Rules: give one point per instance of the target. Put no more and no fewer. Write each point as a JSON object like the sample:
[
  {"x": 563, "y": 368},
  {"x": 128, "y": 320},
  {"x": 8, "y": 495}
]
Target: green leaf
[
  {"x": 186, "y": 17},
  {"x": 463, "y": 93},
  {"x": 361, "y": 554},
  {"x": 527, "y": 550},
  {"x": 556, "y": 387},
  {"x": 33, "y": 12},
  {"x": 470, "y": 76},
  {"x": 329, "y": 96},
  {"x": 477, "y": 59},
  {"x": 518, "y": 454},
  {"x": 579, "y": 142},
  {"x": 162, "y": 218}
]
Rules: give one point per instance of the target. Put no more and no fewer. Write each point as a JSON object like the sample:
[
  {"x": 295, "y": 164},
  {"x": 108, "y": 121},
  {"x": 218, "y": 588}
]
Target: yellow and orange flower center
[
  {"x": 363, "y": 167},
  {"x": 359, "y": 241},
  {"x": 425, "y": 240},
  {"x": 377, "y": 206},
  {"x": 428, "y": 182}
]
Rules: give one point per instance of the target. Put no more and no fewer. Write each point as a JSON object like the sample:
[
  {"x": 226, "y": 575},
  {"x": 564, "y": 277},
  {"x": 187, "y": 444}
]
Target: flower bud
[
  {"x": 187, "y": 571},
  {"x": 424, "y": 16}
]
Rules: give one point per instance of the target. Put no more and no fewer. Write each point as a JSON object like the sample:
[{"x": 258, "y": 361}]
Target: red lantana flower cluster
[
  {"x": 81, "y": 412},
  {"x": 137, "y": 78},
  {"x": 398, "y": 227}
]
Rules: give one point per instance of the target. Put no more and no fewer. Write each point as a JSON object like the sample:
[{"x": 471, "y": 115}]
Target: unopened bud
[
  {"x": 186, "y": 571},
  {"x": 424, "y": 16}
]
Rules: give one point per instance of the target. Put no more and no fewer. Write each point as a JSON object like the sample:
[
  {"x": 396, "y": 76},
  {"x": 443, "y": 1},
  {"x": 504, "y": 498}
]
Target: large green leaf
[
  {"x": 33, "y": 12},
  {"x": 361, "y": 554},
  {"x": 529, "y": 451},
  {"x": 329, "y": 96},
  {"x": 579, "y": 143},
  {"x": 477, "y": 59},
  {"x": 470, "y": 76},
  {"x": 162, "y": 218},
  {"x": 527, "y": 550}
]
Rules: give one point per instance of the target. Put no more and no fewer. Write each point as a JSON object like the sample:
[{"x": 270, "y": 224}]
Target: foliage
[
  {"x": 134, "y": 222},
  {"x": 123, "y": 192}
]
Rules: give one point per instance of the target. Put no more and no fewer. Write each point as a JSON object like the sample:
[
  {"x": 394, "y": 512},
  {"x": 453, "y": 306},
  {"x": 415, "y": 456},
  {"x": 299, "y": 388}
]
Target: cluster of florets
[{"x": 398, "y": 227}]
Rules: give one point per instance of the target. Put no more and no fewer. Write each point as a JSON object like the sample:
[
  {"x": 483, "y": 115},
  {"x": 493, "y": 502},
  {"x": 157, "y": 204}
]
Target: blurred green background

=-=-=-=-=

> **TASK ITEM**: Every entry above needs to be written out again exactly.

> **ANSWER SECTION**:
Rules: give one point per instance of the target. Put no more and no fewer. Write each point as a JSON object like the sample:
[
  {"x": 563, "y": 368},
  {"x": 128, "y": 320},
  {"x": 8, "y": 495}
]
Target: green leaf
[
  {"x": 186, "y": 17},
  {"x": 463, "y": 93},
  {"x": 361, "y": 554},
  {"x": 527, "y": 550},
  {"x": 556, "y": 387},
  {"x": 33, "y": 12},
  {"x": 470, "y": 76},
  {"x": 329, "y": 96},
  {"x": 477, "y": 59},
  {"x": 518, "y": 454},
  {"x": 579, "y": 142},
  {"x": 162, "y": 218}
]
Rules: give one point per instance of the target. Put no more and no fewer. Write each point as a JSON object like the sample:
[
  {"x": 295, "y": 164},
  {"x": 108, "y": 121},
  {"x": 218, "y": 588}
]
Target: yellow and orange flower center
[
  {"x": 363, "y": 167},
  {"x": 359, "y": 241},
  {"x": 425, "y": 240},
  {"x": 377, "y": 206},
  {"x": 428, "y": 182}
]
Rules: give one point per instance of the target. Put no more and no fewer. Write each point as a JSON object like the sample:
[
  {"x": 226, "y": 575},
  {"x": 564, "y": 277},
  {"x": 187, "y": 444}
]
Target: flower bud
[
  {"x": 187, "y": 571},
  {"x": 424, "y": 16}
]
Rules: give one point per instance of the target. Put no more and no fewer. Write each point as a JSON object like the sample:
[{"x": 258, "y": 361}]
Target: red lantana flower cluster
[
  {"x": 81, "y": 412},
  {"x": 137, "y": 78},
  {"x": 398, "y": 227}
]
Rules: give one point per instance of the target. Put no more and no fewer. Write each point as a JSON object like the sample:
[{"x": 471, "y": 115}]
Target: unopened bud
[
  {"x": 186, "y": 571},
  {"x": 424, "y": 16}
]
Rules: give one point per instance of the target. Put no more and no fewer. Write each point as a JSON object like the sample:
[
  {"x": 396, "y": 76},
  {"x": 443, "y": 1},
  {"x": 504, "y": 498}
]
Target: large green leaf
[
  {"x": 33, "y": 12},
  {"x": 361, "y": 554},
  {"x": 529, "y": 451},
  {"x": 329, "y": 96},
  {"x": 579, "y": 143},
  {"x": 477, "y": 59},
  {"x": 470, "y": 76},
  {"x": 162, "y": 218},
  {"x": 527, "y": 550}
]
Rules: give one point per instance of the target. Put no more and no fewer. Write each point as a JSON object like the sample:
[{"x": 270, "y": 224}]
Target: foliage
[
  {"x": 134, "y": 222},
  {"x": 123, "y": 192}
]
Rules: give one point per instance of the target. Put no more and no fewer. Write each point as a JSON object like the sample:
[
  {"x": 394, "y": 512},
  {"x": 453, "y": 306},
  {"x": 415, "y": 456},
  {"x": 299, "y": 388}
]
Target: cluster of florets
[{"x": 398, "y": 227}]
Rules: give one point per instance of the target. Put no more and no fewer. Write each point as a JSON object like the sample:
[
  {"x": 483, "y": 115},
  {"x": 493, "y": 502},
  {"x": 157, "y": 204}
]
Target: blurred green background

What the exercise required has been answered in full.